Problem details -> Edit the items from the line containing "Annotation task: mark the building" through the end of the items, replacing "river bank" with "riverbank", and leave everything else unchanged.

Data ->
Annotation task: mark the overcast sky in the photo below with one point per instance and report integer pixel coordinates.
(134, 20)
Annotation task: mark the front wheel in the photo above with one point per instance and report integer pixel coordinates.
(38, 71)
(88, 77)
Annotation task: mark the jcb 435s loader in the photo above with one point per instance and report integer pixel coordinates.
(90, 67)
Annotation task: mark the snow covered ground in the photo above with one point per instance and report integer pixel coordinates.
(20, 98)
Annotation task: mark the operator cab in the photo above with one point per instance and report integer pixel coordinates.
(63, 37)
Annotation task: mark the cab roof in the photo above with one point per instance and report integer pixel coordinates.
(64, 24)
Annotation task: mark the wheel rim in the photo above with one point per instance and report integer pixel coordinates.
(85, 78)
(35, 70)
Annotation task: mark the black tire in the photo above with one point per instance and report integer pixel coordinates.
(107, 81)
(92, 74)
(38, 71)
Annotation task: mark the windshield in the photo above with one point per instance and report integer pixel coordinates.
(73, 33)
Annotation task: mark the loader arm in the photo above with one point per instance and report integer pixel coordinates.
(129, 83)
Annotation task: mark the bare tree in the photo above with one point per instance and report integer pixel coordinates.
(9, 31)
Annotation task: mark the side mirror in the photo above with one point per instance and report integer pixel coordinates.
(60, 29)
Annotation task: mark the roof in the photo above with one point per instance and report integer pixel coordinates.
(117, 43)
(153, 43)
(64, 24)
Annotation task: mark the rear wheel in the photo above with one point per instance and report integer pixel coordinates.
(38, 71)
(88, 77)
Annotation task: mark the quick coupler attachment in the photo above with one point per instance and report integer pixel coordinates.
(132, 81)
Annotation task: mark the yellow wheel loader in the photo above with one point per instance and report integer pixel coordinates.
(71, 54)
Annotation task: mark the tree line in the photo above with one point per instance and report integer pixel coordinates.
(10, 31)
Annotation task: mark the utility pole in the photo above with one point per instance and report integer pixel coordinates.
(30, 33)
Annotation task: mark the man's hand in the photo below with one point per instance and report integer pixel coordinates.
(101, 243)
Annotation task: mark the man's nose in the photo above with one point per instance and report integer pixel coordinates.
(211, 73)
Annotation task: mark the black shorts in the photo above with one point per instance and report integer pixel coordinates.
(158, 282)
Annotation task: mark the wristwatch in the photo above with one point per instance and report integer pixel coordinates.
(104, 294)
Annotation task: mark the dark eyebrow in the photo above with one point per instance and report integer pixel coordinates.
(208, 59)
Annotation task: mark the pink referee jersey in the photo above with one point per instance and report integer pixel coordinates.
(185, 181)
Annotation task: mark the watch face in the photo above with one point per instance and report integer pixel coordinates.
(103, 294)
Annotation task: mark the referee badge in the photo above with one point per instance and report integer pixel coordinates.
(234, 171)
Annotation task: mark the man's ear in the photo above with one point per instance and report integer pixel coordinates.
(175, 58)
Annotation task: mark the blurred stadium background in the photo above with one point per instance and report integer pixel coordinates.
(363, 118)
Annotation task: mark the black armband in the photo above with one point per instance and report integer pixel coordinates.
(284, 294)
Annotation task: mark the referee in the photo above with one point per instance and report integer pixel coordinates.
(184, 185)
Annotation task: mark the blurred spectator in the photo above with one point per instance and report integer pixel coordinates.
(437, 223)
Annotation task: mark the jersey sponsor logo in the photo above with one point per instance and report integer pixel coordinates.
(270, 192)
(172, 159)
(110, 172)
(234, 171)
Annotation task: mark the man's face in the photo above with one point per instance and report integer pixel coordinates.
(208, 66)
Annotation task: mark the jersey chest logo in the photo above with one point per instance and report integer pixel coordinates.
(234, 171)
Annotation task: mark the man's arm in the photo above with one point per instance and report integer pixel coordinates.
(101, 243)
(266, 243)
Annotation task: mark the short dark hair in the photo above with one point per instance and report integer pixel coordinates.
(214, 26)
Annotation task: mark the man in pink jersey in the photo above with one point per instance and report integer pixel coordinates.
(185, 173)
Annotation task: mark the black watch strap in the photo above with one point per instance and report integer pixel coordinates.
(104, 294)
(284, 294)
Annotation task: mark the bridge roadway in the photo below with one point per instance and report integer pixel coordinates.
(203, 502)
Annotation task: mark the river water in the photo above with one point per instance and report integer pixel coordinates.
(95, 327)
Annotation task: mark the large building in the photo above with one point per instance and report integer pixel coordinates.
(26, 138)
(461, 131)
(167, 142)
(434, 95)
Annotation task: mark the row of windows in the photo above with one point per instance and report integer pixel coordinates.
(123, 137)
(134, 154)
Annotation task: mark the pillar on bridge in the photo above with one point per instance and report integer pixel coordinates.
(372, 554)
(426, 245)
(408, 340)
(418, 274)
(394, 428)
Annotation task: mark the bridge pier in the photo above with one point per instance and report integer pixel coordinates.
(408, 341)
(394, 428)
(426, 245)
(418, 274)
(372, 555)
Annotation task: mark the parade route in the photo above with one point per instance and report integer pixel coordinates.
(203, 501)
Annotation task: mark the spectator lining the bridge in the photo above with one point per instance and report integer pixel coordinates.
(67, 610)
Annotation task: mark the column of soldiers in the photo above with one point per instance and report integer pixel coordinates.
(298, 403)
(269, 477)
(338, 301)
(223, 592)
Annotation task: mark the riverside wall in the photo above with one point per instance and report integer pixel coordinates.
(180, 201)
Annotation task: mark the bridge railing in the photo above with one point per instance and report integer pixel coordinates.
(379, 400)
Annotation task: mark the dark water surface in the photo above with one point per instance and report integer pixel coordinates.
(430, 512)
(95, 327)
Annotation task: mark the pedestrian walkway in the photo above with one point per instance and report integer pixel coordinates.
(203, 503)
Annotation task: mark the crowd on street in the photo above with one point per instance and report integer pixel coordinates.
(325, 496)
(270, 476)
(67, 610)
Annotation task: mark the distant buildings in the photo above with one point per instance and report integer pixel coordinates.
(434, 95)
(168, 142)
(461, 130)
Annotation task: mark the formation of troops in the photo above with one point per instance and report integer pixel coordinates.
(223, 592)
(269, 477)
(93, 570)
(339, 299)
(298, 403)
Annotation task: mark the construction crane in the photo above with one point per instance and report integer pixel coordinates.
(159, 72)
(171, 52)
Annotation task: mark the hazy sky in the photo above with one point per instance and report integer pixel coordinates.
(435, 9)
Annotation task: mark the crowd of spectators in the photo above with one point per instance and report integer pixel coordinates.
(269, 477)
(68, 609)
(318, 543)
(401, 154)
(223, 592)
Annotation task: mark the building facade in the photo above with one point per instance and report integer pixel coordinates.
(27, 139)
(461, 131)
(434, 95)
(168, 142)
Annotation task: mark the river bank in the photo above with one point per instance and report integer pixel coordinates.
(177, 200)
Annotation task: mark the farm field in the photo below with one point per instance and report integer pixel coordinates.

Exercise result ->
Annotation task: mark the building facade in the photo above with one point per instance and report integer pixel coordinates.
(27, 139)
(461, 131)
(434, 95)
(168, 142)
Annotation task: mark the riverbank in the photo above with one point per instance and report integer pixel coordinates.
(177, 200)
Annotation task: mark the farm field in the photo below with one point per instance and report integer pixel coordinates.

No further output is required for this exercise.